What you will do: Gather every line in the records below that contains the string "spandrel", matching case exactly, and copy each of those lines in full.

Available records:
——

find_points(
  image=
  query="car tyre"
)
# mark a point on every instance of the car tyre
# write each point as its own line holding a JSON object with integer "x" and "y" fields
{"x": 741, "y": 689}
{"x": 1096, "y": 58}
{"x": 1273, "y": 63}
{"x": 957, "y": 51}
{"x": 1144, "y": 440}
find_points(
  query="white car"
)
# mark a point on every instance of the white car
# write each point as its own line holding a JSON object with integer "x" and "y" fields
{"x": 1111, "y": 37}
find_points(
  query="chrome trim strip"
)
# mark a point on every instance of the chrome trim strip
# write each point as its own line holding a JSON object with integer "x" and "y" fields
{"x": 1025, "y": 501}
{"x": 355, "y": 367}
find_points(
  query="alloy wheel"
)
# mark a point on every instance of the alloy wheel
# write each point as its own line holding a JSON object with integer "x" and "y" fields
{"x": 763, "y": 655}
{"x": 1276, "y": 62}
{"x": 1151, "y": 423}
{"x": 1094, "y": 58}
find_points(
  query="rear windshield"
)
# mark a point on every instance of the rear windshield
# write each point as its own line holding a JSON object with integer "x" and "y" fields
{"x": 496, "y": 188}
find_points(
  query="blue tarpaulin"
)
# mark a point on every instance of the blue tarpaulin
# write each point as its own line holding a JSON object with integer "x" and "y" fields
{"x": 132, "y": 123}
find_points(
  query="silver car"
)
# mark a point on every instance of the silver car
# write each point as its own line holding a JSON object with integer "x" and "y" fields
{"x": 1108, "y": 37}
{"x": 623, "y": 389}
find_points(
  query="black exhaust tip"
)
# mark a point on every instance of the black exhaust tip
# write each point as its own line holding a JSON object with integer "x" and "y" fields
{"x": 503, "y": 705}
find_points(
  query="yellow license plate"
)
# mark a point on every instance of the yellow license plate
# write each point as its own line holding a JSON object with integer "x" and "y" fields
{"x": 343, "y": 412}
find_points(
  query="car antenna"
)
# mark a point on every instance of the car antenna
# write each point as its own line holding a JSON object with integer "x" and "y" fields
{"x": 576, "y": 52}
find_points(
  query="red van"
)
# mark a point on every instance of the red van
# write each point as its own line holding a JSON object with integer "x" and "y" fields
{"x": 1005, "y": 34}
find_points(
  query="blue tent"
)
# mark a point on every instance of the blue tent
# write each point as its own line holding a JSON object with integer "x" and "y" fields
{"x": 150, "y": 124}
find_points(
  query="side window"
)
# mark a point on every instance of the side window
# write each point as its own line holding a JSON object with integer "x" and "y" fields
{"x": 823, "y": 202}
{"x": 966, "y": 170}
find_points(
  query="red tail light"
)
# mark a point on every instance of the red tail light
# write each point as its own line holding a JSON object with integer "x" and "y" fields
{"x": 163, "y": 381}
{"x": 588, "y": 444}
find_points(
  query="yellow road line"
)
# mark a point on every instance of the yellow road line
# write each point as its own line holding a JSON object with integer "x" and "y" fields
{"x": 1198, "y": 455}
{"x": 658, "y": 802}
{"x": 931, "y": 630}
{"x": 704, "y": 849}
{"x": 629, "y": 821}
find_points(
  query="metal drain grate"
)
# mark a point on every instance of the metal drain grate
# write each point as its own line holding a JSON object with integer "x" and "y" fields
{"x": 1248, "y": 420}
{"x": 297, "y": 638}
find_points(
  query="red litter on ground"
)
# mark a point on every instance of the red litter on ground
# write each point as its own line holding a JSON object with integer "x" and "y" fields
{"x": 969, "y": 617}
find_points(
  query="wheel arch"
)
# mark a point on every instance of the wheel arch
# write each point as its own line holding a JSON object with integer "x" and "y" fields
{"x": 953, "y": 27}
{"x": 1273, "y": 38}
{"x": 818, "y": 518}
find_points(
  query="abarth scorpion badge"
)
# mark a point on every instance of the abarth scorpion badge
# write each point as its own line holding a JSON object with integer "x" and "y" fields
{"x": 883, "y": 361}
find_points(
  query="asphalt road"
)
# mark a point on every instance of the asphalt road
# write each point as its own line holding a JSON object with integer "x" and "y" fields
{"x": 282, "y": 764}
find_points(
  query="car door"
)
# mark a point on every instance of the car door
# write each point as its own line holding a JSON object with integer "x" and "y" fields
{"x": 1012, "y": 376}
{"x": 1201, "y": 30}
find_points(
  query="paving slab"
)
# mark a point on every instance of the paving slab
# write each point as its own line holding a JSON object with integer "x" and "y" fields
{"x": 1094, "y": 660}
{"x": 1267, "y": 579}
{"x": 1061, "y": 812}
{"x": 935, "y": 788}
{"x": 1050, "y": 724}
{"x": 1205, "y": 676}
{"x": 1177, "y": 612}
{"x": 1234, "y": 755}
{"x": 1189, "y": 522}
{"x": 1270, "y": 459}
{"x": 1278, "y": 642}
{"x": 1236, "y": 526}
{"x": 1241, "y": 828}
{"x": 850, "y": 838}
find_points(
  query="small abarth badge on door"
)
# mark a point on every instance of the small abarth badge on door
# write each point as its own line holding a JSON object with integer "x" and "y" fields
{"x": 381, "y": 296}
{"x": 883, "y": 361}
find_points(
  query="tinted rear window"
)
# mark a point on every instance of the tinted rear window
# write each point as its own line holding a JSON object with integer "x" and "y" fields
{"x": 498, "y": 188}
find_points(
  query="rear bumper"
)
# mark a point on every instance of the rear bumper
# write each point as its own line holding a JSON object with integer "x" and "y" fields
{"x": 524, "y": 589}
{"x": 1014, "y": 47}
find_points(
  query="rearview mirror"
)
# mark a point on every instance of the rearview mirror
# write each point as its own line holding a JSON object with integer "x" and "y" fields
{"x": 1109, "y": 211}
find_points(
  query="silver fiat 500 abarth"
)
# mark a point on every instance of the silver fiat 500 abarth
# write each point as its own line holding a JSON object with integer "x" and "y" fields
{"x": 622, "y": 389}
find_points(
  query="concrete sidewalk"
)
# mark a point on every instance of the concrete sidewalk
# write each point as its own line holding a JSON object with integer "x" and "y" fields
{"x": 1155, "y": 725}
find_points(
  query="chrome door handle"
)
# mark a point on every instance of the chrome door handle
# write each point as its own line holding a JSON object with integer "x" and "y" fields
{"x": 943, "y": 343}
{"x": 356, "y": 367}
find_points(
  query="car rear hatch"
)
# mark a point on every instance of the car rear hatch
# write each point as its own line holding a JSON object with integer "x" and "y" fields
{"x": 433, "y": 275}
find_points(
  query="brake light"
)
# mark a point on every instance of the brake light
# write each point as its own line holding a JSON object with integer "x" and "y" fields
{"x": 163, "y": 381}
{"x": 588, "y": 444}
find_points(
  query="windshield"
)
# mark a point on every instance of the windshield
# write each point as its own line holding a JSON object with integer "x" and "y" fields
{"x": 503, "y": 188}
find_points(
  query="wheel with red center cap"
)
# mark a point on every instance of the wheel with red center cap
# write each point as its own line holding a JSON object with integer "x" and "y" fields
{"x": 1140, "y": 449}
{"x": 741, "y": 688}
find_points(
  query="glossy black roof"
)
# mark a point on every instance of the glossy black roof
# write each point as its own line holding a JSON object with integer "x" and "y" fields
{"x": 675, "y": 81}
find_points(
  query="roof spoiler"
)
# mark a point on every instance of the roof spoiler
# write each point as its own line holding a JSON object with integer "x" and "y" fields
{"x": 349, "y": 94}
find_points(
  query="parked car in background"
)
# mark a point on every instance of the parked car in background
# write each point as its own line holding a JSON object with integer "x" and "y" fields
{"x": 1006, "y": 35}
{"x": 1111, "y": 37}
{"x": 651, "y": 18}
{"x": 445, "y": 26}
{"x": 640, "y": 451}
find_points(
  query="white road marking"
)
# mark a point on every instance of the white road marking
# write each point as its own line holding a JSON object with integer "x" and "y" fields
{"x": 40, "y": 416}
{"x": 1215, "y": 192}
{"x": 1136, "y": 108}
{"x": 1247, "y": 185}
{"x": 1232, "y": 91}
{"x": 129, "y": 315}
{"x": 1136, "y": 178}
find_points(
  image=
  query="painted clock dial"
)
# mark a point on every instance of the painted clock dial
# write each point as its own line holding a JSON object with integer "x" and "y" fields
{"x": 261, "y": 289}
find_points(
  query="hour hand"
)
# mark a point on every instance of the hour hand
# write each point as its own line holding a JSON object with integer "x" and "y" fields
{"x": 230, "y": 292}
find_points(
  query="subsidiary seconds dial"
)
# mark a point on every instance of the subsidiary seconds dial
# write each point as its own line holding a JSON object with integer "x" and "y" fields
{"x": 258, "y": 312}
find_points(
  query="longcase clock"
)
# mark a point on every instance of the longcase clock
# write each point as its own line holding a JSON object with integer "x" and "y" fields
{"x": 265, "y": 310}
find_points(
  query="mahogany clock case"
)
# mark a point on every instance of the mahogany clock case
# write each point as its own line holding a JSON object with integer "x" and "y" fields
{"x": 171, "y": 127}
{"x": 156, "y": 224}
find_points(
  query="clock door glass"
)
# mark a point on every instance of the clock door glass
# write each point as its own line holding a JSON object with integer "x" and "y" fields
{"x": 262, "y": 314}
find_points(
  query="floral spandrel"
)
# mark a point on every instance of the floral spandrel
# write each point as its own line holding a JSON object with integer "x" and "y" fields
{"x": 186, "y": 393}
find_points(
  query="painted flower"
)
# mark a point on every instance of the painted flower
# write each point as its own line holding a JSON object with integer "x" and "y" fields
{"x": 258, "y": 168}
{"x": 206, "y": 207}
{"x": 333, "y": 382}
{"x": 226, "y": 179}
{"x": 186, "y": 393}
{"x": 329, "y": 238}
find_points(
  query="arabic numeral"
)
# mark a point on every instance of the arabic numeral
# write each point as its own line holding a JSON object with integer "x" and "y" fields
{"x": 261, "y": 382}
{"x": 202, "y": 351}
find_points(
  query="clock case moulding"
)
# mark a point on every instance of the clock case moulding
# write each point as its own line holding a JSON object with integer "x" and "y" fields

——

Answer for this exercise:
  query="floral spandrel"
# mark a point on every instance of the floral spandrel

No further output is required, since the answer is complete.